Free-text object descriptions
============================================================

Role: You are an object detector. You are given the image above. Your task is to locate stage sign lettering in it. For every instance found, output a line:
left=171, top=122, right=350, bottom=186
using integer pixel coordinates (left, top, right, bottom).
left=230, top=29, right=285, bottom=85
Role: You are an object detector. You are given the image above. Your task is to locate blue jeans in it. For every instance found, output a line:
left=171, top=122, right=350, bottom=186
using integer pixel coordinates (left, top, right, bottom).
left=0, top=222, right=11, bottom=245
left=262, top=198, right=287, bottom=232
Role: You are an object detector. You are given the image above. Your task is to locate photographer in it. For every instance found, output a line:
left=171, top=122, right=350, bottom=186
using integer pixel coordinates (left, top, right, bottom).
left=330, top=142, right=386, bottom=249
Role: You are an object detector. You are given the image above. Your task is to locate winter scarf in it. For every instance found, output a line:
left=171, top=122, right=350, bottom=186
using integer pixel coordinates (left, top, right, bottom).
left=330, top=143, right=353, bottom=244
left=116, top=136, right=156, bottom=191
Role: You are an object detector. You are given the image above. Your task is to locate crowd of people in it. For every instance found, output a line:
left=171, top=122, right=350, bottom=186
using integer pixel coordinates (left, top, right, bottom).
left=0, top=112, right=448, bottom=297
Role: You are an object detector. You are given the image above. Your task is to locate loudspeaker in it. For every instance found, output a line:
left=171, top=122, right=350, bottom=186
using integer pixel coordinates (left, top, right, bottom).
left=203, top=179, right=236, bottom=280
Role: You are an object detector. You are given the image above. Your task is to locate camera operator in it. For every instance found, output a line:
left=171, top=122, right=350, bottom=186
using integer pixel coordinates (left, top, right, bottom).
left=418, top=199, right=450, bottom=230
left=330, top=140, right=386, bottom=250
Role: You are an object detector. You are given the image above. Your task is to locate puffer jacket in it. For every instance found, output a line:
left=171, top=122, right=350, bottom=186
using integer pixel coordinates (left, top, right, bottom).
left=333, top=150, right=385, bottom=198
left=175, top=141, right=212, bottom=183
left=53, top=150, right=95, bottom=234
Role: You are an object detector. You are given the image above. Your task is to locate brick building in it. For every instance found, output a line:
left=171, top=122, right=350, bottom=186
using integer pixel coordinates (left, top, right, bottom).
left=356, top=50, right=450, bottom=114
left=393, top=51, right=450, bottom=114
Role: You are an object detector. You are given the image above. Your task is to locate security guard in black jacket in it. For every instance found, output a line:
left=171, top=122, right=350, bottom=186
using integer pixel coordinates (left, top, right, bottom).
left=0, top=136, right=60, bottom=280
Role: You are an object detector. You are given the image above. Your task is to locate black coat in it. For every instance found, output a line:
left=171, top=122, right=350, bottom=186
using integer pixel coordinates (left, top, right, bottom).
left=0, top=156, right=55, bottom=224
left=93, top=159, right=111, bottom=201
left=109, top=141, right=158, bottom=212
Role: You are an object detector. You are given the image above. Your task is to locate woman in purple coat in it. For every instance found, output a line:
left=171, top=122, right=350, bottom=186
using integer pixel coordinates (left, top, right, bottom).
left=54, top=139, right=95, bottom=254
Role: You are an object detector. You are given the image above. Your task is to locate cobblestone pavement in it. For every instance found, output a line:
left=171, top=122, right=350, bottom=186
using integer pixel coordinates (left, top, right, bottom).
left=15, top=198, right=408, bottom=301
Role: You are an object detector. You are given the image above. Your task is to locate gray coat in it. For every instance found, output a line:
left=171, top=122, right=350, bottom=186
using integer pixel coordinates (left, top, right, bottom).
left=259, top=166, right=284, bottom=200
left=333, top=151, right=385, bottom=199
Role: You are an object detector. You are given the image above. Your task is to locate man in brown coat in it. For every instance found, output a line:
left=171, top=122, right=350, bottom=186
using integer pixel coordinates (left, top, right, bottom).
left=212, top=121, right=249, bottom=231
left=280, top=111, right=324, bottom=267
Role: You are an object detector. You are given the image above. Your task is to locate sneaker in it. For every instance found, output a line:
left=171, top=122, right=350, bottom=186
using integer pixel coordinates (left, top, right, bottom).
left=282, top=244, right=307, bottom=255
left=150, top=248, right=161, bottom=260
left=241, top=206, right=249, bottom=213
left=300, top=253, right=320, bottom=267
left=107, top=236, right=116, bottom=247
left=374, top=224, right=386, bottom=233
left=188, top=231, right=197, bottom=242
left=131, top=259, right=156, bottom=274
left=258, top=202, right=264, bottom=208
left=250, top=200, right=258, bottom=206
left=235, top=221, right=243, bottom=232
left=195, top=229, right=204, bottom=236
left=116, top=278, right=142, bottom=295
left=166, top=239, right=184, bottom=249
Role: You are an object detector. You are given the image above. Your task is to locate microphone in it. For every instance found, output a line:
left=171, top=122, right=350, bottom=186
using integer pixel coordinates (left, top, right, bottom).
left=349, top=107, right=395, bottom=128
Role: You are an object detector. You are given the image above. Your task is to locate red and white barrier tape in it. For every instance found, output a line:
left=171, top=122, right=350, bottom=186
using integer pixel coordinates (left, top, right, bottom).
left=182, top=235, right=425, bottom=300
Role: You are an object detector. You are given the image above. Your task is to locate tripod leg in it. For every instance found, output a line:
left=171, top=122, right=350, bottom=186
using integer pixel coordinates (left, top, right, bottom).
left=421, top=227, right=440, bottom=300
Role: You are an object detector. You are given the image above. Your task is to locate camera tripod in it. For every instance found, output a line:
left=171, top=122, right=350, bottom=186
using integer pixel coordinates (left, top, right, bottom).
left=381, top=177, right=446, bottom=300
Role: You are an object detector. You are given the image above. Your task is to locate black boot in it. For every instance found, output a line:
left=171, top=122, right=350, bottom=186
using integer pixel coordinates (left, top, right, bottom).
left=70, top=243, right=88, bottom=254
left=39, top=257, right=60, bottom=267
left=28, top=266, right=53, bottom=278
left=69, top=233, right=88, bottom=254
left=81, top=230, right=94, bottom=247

============================================================

For each line of the entries that contains the word "black", make a copy.

ANSWER SPACE
Role: You are an object detector. You are given the image above. Your task is to locate security guard in black jacket in it. For every instance found, output a line:
Role: You are an object detector. You are given the image above. Your task is to locate black coat in it. For every instance found, output a line:
Role: You are an object detector. You are given the image above. Your task is to locate black boot in it. For every instance found, output a line:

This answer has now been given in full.